## SUPPLIED RECORDS
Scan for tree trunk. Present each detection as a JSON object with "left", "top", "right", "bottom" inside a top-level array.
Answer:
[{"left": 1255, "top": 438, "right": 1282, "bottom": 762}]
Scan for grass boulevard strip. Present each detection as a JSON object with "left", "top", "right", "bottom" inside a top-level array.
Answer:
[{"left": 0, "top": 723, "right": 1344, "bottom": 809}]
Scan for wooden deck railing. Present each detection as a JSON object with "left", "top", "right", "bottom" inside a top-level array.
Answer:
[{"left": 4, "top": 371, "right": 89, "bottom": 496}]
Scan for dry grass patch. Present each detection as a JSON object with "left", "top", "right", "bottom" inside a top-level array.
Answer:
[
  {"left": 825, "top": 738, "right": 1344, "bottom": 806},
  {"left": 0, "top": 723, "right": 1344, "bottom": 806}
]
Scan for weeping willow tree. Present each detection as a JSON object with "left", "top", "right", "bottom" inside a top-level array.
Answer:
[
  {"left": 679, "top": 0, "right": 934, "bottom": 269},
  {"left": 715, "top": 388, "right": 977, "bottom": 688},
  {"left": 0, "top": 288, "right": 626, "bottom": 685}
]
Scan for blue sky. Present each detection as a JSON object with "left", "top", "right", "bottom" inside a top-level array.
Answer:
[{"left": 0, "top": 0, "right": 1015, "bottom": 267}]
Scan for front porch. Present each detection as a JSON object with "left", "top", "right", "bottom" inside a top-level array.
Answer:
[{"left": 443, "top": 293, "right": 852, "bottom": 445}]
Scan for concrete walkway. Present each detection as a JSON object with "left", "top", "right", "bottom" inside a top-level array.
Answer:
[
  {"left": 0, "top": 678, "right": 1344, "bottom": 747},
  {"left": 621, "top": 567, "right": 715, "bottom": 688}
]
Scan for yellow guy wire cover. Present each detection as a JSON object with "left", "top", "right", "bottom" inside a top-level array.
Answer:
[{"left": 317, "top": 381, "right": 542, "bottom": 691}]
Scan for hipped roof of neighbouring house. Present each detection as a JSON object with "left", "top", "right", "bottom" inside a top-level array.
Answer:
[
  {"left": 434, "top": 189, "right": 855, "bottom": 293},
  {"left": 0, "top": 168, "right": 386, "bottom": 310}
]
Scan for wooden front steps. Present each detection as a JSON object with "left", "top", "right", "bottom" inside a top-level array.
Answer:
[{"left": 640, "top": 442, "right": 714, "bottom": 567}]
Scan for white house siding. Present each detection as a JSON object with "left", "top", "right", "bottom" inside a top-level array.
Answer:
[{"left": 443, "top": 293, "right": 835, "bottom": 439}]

## WHAT IS BEING ASKED
Reproduce the lines without any change, starting with the line containing "Scan for blue" and running through the last line, both included.

## RESPONSE TO THIS TASK
Scan for blue sky. Present each detection as a JSON object with "left", "top", "right", "bottom" inside a top-level array.
Answer:
[{"left": 0, "top": 0, "right": 1015, "bottom": 267}]
Scan for front porch. Present each detection as a JSON object with "left", "top", "right", "bottom" inside a top-level array.
Answer:
[{"left": 443, "top": 293, "right": 852, "bottom": 445}]
Scan for concrete walkway. Present each detection as a JSON object with "left", "top", "right", "bottom" inside a top-level array.
Answer:
[
  {"left": 0, "top": 678, "right": 1344, "bottom": 747},
  {"left": 621, "top": 567, "right": 715, "bottom": 688}
]
Scan for yellow guy wire cover. Present each detection as a JSON object with "left", "top", "right", "bottom" inside a top-level array.
Answer:
[{"left": 317, "top": 381, "right": 542, "bottom": 691}]
Scan for hipped roof of neighbouring house. Present each detection as a JSON object with "left", "top", "right", "bottom" inside a top-level array.
Answer:
[
  {"left": 434, "top": 189, "right": 855, "bottom": 293},
  {"left": 0, "top": 168, "right": 386, "bottom": 310}
]
Scan for wooden front steps. Present each detection as a JSON object with "left", "top", "right", "bottom" inside a top-level array.
Answer:
[{"left": 640, "top": 442, "right": 714, "bottom": 567}]
Scan for white house siding. Present each detection as a JSON object with "left", "top", "right", "bottom" inside a top-level array.
Answer:
[{"left": 443, "top": 293, "right": 835, "bottom": 439}]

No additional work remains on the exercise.